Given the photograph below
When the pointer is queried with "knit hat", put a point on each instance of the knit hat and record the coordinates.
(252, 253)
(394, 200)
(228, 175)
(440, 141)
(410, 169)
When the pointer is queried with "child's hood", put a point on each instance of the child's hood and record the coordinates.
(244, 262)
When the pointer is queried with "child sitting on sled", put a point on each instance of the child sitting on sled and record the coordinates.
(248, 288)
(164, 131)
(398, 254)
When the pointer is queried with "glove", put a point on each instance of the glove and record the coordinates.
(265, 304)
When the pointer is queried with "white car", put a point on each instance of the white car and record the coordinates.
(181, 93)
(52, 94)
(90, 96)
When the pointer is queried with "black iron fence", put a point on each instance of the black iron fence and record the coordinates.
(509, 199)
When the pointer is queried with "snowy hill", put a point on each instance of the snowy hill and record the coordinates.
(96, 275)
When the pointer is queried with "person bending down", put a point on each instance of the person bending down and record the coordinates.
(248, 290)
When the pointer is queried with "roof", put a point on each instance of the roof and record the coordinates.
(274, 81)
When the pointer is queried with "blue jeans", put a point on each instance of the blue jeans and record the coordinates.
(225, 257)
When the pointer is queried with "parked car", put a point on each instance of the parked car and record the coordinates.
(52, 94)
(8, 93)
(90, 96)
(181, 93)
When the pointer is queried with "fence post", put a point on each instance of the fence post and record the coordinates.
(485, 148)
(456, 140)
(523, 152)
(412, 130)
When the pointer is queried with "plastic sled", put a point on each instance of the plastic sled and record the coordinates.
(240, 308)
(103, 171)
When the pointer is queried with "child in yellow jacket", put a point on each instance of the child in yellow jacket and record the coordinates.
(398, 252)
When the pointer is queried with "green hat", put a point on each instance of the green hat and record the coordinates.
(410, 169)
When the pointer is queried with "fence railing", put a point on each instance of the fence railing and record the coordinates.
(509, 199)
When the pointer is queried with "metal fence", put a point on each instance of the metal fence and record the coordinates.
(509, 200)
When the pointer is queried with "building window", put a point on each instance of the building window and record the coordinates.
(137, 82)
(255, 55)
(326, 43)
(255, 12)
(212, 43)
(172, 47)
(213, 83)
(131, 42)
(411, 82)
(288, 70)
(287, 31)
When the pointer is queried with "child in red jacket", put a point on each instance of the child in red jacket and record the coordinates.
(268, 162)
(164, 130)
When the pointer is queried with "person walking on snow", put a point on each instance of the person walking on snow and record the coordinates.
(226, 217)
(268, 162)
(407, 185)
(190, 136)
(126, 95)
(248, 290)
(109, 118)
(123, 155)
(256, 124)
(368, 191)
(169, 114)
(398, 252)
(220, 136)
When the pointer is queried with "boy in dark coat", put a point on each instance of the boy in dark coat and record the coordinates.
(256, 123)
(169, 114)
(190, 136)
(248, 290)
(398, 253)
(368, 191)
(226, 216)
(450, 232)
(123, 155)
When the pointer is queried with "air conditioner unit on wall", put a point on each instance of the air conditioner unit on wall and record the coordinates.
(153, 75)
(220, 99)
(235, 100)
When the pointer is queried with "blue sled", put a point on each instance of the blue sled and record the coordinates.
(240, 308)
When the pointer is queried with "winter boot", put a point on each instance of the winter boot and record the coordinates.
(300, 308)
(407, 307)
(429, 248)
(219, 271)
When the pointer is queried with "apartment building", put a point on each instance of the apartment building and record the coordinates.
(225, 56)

━━━━━━━━━━━━━━━━━━━━

(Exercise aim)
Nothing but the lines from the one that contains "blue sled and record the coordinates." to the end of the listing should be given again, each exactly as it appears.

(Response area)
When the pointer is queried with "blue sled", put a point on each instance of the blue sled and record the coordinates.
(240, 308)
When the pointer is queried with "winter boot", put a point on each instance of the winter boot and record the coordinates.
(300, 308)
(407, 307)
(429, 248)
(219, 271)
When the pointer is queried with "apartment building", put a point on each instance of the apartment building and record the coordinates.
(225, 56)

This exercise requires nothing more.